(Entries from a pointing dataset)
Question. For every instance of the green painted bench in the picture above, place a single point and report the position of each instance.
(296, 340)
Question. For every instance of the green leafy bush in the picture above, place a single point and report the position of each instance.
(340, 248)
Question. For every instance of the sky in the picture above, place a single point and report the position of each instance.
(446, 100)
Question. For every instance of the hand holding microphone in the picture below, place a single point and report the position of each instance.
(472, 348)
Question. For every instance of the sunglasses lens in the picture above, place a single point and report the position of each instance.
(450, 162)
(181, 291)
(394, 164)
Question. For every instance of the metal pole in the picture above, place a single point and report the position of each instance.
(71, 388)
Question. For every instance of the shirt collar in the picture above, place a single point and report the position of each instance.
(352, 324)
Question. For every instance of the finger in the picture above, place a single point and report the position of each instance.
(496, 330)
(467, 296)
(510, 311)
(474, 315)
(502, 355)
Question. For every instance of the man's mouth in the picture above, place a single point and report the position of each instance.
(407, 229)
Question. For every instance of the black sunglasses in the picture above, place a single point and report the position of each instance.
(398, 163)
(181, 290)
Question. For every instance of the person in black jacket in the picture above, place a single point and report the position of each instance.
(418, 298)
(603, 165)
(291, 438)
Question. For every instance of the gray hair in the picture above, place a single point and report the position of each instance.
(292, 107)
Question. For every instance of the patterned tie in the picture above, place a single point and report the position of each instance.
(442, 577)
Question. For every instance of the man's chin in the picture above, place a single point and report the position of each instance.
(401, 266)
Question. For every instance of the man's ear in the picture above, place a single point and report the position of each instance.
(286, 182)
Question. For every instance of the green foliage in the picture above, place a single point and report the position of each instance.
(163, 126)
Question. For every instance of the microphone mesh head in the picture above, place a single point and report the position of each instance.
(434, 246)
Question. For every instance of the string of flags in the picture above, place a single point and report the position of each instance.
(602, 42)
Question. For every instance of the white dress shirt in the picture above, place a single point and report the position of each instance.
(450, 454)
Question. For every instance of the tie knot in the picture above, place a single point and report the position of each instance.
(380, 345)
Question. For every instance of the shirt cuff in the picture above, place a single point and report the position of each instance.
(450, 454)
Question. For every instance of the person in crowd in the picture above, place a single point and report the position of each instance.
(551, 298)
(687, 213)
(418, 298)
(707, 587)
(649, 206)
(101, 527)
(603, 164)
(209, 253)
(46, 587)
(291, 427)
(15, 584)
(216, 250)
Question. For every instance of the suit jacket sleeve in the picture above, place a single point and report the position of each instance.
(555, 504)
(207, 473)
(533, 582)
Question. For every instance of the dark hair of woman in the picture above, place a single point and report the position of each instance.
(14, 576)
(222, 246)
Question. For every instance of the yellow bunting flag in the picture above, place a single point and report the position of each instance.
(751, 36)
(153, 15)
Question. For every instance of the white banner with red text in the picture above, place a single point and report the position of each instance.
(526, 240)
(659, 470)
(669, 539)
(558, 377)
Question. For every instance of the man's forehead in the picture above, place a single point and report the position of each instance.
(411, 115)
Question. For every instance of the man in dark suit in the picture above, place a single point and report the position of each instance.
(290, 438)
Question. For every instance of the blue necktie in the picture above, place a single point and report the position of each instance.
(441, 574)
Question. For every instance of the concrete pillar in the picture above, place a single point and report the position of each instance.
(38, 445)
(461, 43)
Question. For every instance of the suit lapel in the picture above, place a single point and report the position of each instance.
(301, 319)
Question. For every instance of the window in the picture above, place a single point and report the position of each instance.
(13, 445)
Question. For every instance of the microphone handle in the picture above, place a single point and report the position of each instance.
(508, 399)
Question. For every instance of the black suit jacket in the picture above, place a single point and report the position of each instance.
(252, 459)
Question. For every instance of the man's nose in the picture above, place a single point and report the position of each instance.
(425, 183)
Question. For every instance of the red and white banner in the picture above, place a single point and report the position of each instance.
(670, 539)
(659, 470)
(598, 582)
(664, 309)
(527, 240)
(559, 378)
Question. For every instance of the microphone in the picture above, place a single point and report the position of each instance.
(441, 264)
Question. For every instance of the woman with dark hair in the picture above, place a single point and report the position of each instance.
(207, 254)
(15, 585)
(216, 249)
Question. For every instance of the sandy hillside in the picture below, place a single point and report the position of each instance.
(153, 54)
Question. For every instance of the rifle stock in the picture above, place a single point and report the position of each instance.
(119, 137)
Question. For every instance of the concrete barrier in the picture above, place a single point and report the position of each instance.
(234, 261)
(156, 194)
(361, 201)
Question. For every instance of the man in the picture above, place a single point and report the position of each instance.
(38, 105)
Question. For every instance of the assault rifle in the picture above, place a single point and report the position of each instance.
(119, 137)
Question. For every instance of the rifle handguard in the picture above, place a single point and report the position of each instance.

§ **GIVEN INSTRUCTION**
Please reproduce the material, starting at the line that contains "Question. For every instance of the rifle stock" and ending at the final line, keeping every line and lowering each coordinate in the answers by 42.

§ **SOLUTION TO THIS PROBLEM**
Question. For every instance of the rifle stock in the picture above, place a single point and report the position of each instance.
(77, 95)
Question. For every instance of the concrete barrier in the picture above, place a single point and report the position of each instance.
(192, 219)
(114, 152)
(319, 159)
Question. For every instance of the man in the picture above, place a single point and report the position of each instance.
(-4, 63)
Question. For every instance of the assault rifle in the picture above, place a single point and report the position of each instance.
(77, 95)
Question. For every instance of the rifle handguard in the picture above, place a single point and report the position of each instance.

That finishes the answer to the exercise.